USING THE INFORMATION ▸
1. Using the hospice reflection, decide whether each statement agrees with it. Answer yes or no, and quote the words that decide it. (a) Catherine Glenn is 97 and has been diagnosed with congestive heart failure. (b) Catherine remembered the writer from the very first visit. (c) The program gave volunteers the guidance of a social worker.
2. According to the hospice reflection, since when has the writer been seeing Catherine Glenn?

TEXT EXCERPT ▸
Content starts
Pre-med Hospice Experiences of an Aspiring Biomedical Researcher

I have been seeing the same patient, Catherine Glenn, since November. She is 97 years old and has been diagnosed with congestive heart failure. She has some short-term memory loss but is often quite coherent and enjoys talking. My most meaningful interactions with Catherine were when she remembered me for the first time and when she expressed appreciation for my visits. At first, she would consistently forget who I was or why I was there. Now, she remembers me and expresses a desire for me to return again soon. Building a friendship with Catherine was one of the most rewarding parts of my experience in hospice.
Hospice has made me more reflective of my personal values and attentive to the needs of others. Hospice was a unique experience that allowed me to become involved in work that was more for the benefit of another individual, rather than myself. This shifted my perspective about my priorities. Coming from a competitive environment, mostly everything I do inside and outside of school is for self-betterment, however hospice was a place I could go where I could step outside my problems, and assume the more important role of helping someone with theirs. This reinforced my more collaborative, rather than competitive tendencies, and highlighted the importance of volunteer and altruistic work to me.
In the future, I hope to pursue a career path that has a similar altruistic premise because I have come to greatly value that quality during my time in hospice. It is my hope that by going into biomedical research my work will benefit terminally ill, such as those in the holisticare hospice program.
We talked a lot in reflection meetings about how death is not necessarily a bad thing, and may even bring solace in certain situations. However, I believe that the situations in which people die, due to disease and medical complications, can be avoided or improved upon with directed research-based approaches. I think our issues with accepting death in the United States needs to be addressed in the medical field, however I also believe a lot of headway has yet to be made in understanding medicine and how we can apply it to individuals in these situations. Because of my experiences with death and disease, both in hospice and in my own family, I intend to dedicate my career to that pursuit. Most worse-than-intended outcomes in which patients suffer unnecessarily in their last years or months are a result of inappropriate applications of our current understanding of medicine. Recognizing where our abilities are limited in this capacity is important in order to see where we need to improve and focus our research efforts. There were many strengths in this program, in particular providing volunteers with the guidance of a chaplain and a space to discuss the difficulties we were wrestling with.
Content ends
SUPPLIED DATA ▸
Content starts
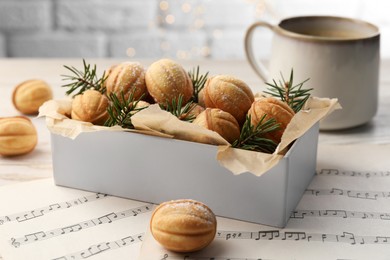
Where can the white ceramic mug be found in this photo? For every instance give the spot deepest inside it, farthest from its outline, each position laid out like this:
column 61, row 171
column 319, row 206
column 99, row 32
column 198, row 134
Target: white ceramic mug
column 339, row 55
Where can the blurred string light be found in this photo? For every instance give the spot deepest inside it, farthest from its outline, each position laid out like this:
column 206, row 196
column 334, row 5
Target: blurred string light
column 167, row 18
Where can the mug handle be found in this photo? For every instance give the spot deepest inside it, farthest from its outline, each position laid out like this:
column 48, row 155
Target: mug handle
column 257, row 66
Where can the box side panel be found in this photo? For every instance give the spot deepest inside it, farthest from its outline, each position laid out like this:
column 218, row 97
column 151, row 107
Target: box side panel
column 156, row 169
column 301, row 167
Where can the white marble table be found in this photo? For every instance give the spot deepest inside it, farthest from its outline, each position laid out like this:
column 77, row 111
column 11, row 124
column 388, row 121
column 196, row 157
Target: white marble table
column 38, row 165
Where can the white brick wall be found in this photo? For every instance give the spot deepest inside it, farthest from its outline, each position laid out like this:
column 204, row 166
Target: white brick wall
Content ends
ANSWERS FOR EACH ITEM ▸
1.
(a) Yes: "She is 97 years old and has been diagnosed with congestive heart failure."
(b) No: "At first, she would consistently forget who I was or why I was there."
(c) No: "providing volunteers with the guidance of a chaplain and a space to discuss the difficulties we were wrestling with."

2. Since November.